BEGIN READING TEXT
The business started as a pop-up restaurant. In September 2019, Jackson-Glidden described plans for Mestizo to open on November 15. The restaurant opened in November 30. Ketsuda "Nan" Chaison is a co-founder and an owner. Mestizo has hosted various pop-ups, including Chelo, HeyDay, Kumare, Mitate, Plant Based Papi, Tikim, and Tume.

Like many restaurants, the business faced challenges during the COVID-19 pandemic. In 2022, Mestizo was featured in Yelp's "Turn the Tables" campaign, which highlighted "businesses that pivoted to face the newfound challenges" of the pandemic, according to the Portland Business Journal.

Libre, Norah, and Phaya have been described as sibling establishments to Mestizo.

== Reception ==
Jenni Moore included Mestizo in Eater Portlands 2020 overview of thirteen "standout" vegetarian meals in the city. She also included the business in a 2022 overview of the metropolitan area's best fish tacos. Waz Wu included Mestizo in the website's 2023 list of the city's "primo special occasion" restaurants for vegetarians and vegans. Maya MacEvoy and Nathan Williams included the business in Eater Portlands 2023 overview of the city's best ceviche. The website's Zoe Baillargeon included Mestizo in a 2025 list of the best restaurants along Division Street. Sararosa Davies included the business in the website's 2025 overview of the city's best gluten-free bakeries and restaurants.

Mestizo placed second in the Best Gluten-Free Restaurant category of Willamette Weeks annual 'Best of Portland' readers' poll in 2024. The restaurant was a finalist in the same category in 2025.
END READING TEXT
BEGIN RAW DATA
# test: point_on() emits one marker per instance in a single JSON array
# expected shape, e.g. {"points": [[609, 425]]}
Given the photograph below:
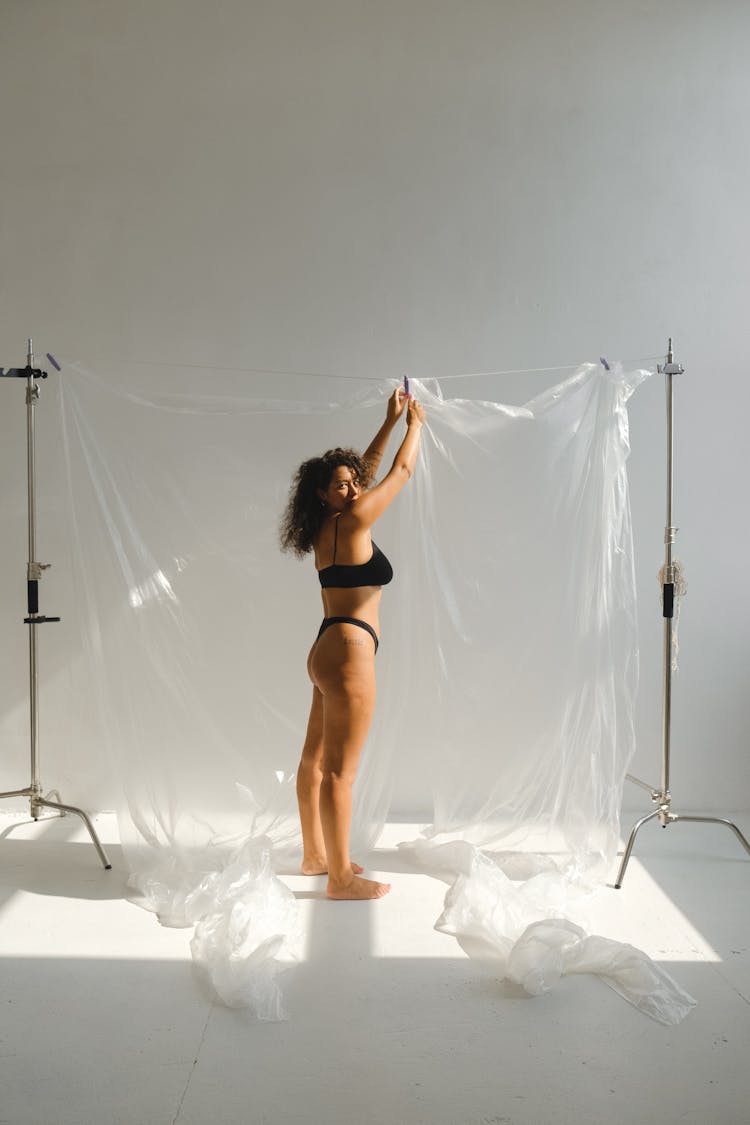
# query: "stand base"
END RAW DATA
USING THE INFORMATION |
1. List every pop-up that the Mestizo text says the restaurant has hosted.
2. From the Mestizo text, extract the passage from "The business started" up to and including "establishments to Mestizo.".
3. Answer these questions from the Mestizo text:
(a) Who is named as a co-founder and an owner?
(b) What Yelp campaign featured Mestizo in 2022?
(c) Where did Mestizo place in the 2024 Best Gluten-Free Restaurant category of Willamette Week's readers' poll?

ANSWERS FOR EACH ITEM |
1.
Chelo
HeyDay
Kumare
Mitate
Plant Based Papi
Tikim
Tume

2.
The business started as a pop-up restaurant. In September 2019, Jackson-Glidden described plans for Mestizo to open on November 15. The restaurant opened in November 30. Ketsuda "Nan" Chaison is a co-founder and an owner. Mestizo has hosted various pop-ups, including Chelo, HeyDay, Kumare, Mitate, Plant Based Papi, Tikim, and Tume.

Like many restaurants, the business faced challenges during the COVID-19 pandemic. In 2022, Mestizo was featured in Yelp's "Turn the Tables" campaign, which highlighted "businesses that pivoted to face the newfound challenges" of the pandemic, according to the Portland Business Journal.

Libre, Norah, and Phaya have been described as sibling establishments to Mestizo.

3.
(a) Ketsuda "Nan" Chaison
(b) "Turn the Tables"
(c) Second